- **Reading text**:
────

It was quite the journey.

For most of us, rewatching Friends is just a sort of pleasant trip down memory lane. We watch “The One With The Prom Video” or “The One Where Ross Gets High” and it’s almost like pleasant white noise, so familiar and comfortable. But imagine what it would be like watching it for the first time. With your teenage daughter, who was not alive during the ’90s. Talk about culture shock. A mom who rewatched Friends with her 14-year-old daughter experienced exactly that and she shared her experience in a Twitter thread that is its own form of entertainment.

Writer Rebecca Makkai tweeted about her experience of rewatching the iconic NBC sitcom with her 14-year-old daughter and very helpfully offered a list of all the key elements she had to explain by the second season: “Milk cartons used to have pictures of missing kids. Who Dudley Moore was. Who Joan Collins is. What pagers were, and how they worked. (I needed help from my husband on this one.) That you could see people off at the airport gate. That you could meet arrive people at the airport gate.”

────

- **Record extracts**:
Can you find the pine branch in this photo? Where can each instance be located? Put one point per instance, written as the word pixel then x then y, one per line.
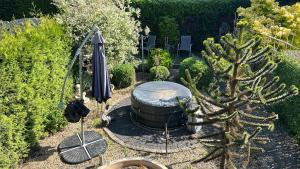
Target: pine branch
pixel 269 67
pixel 273 117
pixel 257 149
pixel 214 120
pixel 208 155
pixel 271 83
pixel 211 135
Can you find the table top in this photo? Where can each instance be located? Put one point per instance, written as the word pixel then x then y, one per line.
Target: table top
pixel 161 93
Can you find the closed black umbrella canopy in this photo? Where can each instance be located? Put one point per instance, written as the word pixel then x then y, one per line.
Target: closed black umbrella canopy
pixel 101 83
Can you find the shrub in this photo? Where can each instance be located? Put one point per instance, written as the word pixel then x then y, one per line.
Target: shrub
pixel 115 20
pixel 159 73
pixel 159 57
pixel 123 75
pixel 32 73
pixel 268 18
pixel 196 66
pixel 20 8
pixel 289 112
pixel 168 27
pixel 198 18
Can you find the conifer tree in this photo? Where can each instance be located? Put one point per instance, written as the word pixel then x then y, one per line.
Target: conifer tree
pixel 234 104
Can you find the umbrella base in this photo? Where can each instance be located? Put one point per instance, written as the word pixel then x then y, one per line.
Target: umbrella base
pixel 73 151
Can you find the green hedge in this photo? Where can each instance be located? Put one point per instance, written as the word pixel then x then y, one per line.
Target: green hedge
pixel 196 66
pixel 33 65
pixel 20 8
pixel 289 111
pixel 198 18
pixel 123 75
pixel 159 73
pixel 160 57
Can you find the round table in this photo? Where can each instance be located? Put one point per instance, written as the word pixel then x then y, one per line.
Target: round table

────

- **Task A**:
Answer these about the Friends passage:
(i) How old is the daughter who watched the show with her mother?
(ii) Which network aired the sitcom?
(iii) Who helped explain what pagers were?
- **Task B**: In the rows starting at the line that contains "Can you find the closed" and ending at the line that contains "pixel 234 104", swap "shrub" for "bush". Can you give back only those lines?
The Friends passage and the rows are unrelated to each other.

- **Final result A**:
(i) 14
(ii) NBC
(iii) Her husband

- **Final result B**:
Can you find the closed black umbrella canopy in this photo? Where can each instance be located? Put one point per instance, written as the word pixel then x then y, one per line.
Target: closed black umbrella canopy
pixel 101 83
Can you find the bush in this photo? Where can each instance be located? Put one point per instance, written as the word pixel then x then y, one per line.
Target: bush
pixel 115 20
pixel 159 73
pixel 159 57
pixel 123 75
pixel 32 73
pixel 268 18
pixel 196 66
pixel 20 8
pixel 289 112
pixel 168 27
pixel 198 18
Can you find the conifer tree in this photo? Where can each instance be located? Put one point per instance, written as the word pixel then x then y, one per line.
Target: conifer tree
pixel 234 104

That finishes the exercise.